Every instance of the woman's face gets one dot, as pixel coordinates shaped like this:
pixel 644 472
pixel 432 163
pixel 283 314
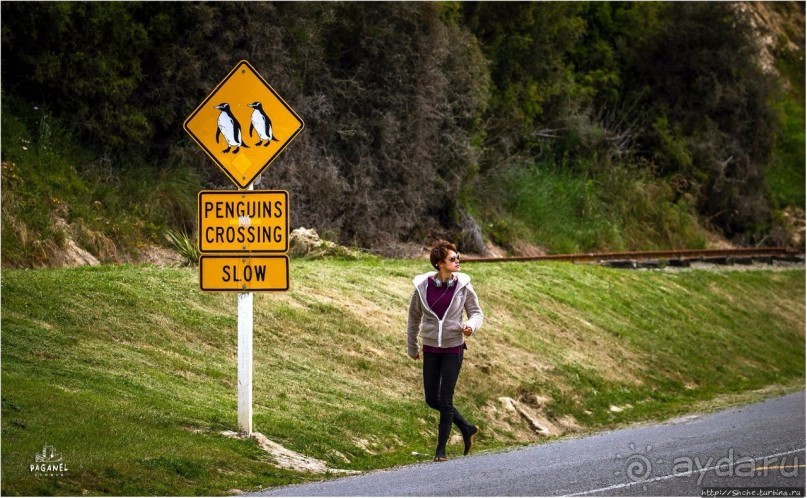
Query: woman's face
pixel 452 262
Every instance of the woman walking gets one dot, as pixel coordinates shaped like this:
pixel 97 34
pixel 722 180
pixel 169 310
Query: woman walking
pixel 435 312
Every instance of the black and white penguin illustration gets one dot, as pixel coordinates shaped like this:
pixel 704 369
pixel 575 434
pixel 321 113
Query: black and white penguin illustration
pixel 230 128
pixel 262 124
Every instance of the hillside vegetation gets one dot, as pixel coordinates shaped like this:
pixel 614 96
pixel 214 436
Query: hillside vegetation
pixel 570 126
pixel 129 371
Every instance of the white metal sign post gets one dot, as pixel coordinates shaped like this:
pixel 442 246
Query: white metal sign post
pixel 253 124
pixel 245 324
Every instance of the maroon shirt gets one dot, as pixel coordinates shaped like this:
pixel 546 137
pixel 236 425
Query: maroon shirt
pixel 438 299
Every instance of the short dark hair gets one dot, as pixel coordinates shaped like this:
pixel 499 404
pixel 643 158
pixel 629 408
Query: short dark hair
pixel 440 252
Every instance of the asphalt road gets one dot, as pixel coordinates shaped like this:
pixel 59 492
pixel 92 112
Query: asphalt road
pixel 759 446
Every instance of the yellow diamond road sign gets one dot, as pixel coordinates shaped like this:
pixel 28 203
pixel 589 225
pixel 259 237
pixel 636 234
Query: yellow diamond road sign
pixel 243 125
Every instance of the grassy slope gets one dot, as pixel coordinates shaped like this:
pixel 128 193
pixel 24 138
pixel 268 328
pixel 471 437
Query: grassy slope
pixel 130 371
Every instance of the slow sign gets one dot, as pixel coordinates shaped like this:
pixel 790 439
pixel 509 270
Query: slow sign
pixel 244 273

######

Each line above with the string "this" in it should be located and copied.

**OUTPUT:**
Every instance of the woman's face gets one dot, as pixel coordinates shaped like this:
Every instance of the woman walking gets one dot, as pixel coordinates shaped like this:
Every instance of the black and white penguin illustration gets one dot, as pixel coordinates shaped like this:
Every instance of the hillside vegetation gets one dot, as pixel coordinates shaped like this:
Every instance of the white metal sign post gets one dot, as pixel coordinates shaped like this:
Every instance of the maroon shirt gets one dot, as pixel coordinates shaped like this:
Every instance of the short dark hair gets one dot, as pixel coordinates shaped like this:
Every instance of the asphalt road gets one dot, as pixel coordinates shaped like this:
Every instance of the yellow diamond road sign gets one dot, as pixel coordinates shaped like this:
Every instance of the grassy slope gets one dot, as pixel coordinates shaped like this:
Every instance of the slow sign gets one dot, as pixel coordinates shaped like this:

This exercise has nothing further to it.